The request ->
Please copy all the items below word for word, leaving out the pictures.

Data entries
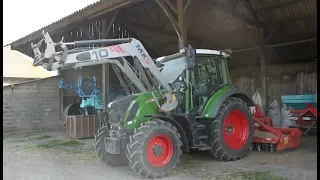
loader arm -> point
(115, 52)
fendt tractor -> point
(174, 104)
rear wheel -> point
(232, 130)
(154, 149)
(105, 157)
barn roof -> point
(289, 26)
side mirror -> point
(183, 85)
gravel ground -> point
(26, 158)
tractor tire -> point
(232, 130)
(154, 149)
(105, 157)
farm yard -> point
(51, 156)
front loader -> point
(183, 101)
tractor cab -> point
(196, 79)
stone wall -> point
(32, 105)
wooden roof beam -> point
(237, 15)
(281, 5)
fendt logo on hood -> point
(143, 54)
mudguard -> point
(164, 117)
(219, 96)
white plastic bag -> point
(287, 116)
(273, 112)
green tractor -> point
(151, 130)
(183, 102)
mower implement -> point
(185, 101)
(269, 138)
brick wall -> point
(32, 106)
(9, 80)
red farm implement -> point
(306, 117)
(270, 138)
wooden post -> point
(105, 85)
(105, 71)
(263, 66)
(181, 24)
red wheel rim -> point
(236, 129)
(160, 150)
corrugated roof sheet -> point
(211, 26)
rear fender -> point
(185, 146)
(217, 99)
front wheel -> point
(105, 157)
(232, 130)
(154, 149)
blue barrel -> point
(299, 101)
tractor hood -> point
(125, 108)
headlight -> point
(118, 108)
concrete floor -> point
(24, 160)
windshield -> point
(171, 70)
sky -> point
(22, 17)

Expected answer ->
loader arm -> point
(115, 52)
fendt tractor -> point
(174, 104)
rear wheel -> point
(232, 130)
(154, 149)
(105, 157)
barn roof -> point
(289, 26)
side mirror -> point
(183, 85)
gravel ground -> point
(26, 158)
tractor tire -> point
(232, 130)
(154, 149)
(105, 157)
farm yard -> point
(51, 156)
front loader -> point
(183, 101)
tractor cab -> point
(196, 79)
stone wall -> point
(32, 105)
wooden roof beam -> point
(237, 15)
(281, 5)
fendt logo on hood -> point
(143, 54)
mudguard -> point
(164, 117)
(219, 96)
white plastic bag -> point
(287, 116)
(273, 112)
green tractor -> point
(151, 130)
(183, 102)
mower implement -> point
(185, 101)
(269, 138)
brick wall -> point
(32, 106)
(9, 80)
red farm implement -> point
(306, 117)
(270, 138)
wooden post -> point
(105, 85)
(105, 71)
(263, 66)
(181, 24)
red wheel rim -> point
(236, 129)
(160, 150)
corrugated roof sheet -> point
(211, 26)
rear fender -> point
(185, 146)
(217, 99)
front wheel -> point
(105, 157)
(232, 130)
(154, 149)
blue barrel -> point
(299, 101)
tractor hood -> point
(125, 108)
headlight -> point
(118, 108)
concrete floor -> point
(24, 160)
windshield -> point
(171, 70)
sky -> point
(22, 17)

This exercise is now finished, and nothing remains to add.